◆ GOAL
Give the lines again from the first one through the line containing "[[203, 51]]", inclusive, replacing "tree foliage" with "tree canopy" and leaving everything else unchanged. Leave the pictures out of your answer.

§

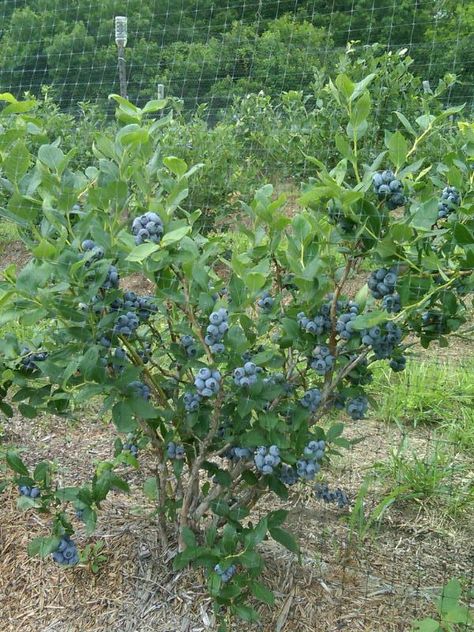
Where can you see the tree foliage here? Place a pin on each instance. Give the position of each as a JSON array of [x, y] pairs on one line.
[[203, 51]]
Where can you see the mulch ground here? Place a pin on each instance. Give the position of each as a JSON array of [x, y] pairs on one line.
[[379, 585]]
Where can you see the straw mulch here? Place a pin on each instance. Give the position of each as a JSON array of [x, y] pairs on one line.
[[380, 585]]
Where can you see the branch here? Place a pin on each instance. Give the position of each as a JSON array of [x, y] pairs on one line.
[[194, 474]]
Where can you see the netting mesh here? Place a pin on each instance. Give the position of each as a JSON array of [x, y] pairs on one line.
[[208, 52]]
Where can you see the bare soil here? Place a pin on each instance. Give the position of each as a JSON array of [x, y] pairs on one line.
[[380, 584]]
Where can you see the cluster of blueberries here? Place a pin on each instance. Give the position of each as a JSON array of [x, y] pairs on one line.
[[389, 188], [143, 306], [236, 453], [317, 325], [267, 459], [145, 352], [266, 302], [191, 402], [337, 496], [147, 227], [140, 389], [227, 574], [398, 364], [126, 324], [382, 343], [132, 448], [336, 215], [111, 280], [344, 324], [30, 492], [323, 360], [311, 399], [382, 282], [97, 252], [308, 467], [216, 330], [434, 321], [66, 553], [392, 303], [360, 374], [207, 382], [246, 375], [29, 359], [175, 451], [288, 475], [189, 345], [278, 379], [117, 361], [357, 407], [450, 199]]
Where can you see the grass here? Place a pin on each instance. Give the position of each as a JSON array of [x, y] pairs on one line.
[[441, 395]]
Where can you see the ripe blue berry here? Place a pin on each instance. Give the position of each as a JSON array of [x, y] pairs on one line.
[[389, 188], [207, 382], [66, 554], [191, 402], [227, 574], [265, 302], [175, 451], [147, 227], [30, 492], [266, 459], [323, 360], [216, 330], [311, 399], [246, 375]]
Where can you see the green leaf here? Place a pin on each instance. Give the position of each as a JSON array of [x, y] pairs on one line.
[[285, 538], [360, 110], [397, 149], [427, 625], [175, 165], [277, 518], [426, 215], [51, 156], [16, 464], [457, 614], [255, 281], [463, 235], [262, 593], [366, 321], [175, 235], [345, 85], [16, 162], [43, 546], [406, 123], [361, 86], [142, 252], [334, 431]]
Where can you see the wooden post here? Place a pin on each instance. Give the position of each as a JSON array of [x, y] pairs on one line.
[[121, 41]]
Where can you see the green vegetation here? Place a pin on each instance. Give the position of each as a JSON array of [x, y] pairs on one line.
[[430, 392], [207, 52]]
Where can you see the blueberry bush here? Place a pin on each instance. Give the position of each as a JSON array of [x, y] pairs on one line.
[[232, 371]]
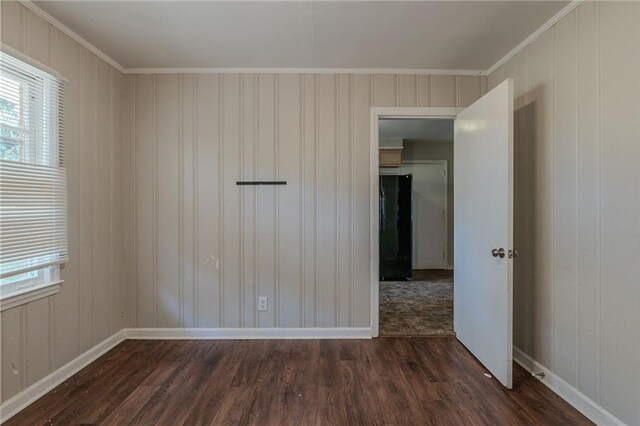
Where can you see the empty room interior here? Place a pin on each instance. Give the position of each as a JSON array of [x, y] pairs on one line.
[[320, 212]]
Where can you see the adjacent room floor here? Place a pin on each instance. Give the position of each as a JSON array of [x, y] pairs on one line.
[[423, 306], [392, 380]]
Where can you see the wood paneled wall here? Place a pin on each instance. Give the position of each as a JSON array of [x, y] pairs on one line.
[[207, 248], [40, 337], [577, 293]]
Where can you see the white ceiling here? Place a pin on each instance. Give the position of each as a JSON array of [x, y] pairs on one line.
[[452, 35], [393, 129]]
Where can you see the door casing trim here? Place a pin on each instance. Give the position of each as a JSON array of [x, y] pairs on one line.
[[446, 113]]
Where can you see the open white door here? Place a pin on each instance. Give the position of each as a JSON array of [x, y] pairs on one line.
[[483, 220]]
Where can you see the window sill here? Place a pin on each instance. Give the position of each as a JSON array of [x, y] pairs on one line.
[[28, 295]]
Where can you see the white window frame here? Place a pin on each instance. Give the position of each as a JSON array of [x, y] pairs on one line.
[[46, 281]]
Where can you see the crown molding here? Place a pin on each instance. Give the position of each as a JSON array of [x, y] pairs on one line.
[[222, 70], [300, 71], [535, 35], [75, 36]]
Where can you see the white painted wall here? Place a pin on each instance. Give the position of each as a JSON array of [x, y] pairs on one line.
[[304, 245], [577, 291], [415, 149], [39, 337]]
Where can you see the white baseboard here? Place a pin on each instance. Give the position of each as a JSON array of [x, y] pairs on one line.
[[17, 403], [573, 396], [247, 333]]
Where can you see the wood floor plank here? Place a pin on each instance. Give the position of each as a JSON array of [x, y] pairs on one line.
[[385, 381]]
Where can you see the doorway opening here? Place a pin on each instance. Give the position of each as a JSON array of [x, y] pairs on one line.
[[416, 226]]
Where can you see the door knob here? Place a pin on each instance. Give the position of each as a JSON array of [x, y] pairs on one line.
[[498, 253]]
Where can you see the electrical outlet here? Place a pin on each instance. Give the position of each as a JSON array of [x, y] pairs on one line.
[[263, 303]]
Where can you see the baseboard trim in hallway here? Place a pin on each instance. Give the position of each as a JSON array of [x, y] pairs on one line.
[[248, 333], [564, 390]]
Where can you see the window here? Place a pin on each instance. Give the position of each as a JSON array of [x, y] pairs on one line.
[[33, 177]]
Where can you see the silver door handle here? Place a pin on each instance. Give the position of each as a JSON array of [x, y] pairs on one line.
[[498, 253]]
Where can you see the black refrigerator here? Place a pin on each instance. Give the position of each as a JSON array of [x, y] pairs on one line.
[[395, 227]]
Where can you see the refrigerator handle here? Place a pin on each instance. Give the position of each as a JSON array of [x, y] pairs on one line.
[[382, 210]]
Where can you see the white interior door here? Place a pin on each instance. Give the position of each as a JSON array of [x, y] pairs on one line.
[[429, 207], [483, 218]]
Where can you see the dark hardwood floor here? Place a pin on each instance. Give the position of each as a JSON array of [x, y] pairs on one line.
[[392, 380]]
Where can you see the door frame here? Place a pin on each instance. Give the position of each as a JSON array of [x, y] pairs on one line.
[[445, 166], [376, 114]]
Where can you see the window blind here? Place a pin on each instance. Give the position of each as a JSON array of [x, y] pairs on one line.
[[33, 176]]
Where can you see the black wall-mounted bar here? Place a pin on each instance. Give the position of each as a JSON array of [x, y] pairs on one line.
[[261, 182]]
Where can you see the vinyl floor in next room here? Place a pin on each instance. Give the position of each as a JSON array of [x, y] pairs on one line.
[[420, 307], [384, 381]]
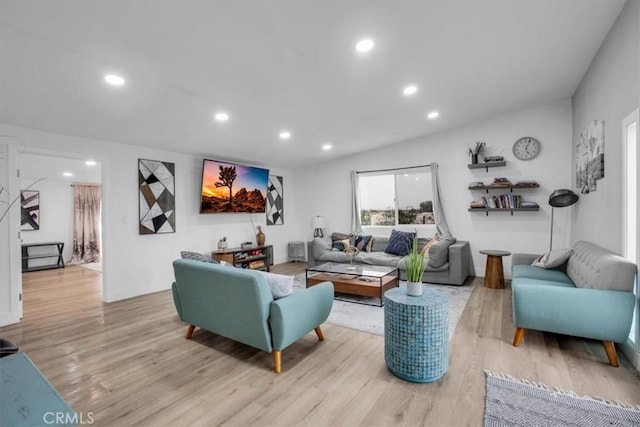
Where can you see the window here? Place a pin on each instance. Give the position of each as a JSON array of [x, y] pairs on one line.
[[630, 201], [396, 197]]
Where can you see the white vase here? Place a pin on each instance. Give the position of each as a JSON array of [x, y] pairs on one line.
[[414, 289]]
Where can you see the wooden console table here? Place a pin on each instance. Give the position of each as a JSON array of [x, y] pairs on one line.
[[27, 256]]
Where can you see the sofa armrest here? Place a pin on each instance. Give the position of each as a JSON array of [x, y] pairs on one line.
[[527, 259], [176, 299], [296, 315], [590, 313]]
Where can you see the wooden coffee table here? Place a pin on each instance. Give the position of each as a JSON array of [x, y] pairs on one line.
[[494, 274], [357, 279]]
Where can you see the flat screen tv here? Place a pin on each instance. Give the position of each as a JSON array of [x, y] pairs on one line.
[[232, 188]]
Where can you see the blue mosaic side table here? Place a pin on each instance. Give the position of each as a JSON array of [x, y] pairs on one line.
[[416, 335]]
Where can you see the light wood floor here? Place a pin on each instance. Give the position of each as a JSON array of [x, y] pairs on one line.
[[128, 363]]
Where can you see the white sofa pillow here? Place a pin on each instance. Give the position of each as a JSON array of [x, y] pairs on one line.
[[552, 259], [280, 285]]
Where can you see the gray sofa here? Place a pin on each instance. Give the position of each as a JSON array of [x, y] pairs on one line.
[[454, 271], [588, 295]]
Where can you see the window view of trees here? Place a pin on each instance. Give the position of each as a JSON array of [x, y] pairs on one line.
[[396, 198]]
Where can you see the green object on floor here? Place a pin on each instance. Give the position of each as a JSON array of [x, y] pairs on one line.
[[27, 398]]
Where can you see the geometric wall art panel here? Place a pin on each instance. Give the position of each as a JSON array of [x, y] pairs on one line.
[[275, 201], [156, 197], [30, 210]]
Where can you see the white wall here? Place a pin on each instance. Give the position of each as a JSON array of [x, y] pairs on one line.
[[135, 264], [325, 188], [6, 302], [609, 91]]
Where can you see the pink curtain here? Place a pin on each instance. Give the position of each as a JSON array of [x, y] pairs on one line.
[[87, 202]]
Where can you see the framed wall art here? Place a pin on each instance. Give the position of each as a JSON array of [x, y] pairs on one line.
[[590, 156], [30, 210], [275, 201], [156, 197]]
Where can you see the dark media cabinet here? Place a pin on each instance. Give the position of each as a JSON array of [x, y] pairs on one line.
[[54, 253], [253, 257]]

§

◆ OUTPUT OF THE EXERCISE
Where can you see the tree canopy here? Place a pin on each instance. Give the position of each as a JSON array of [x, y] pairs on one line.
[[203, 51]]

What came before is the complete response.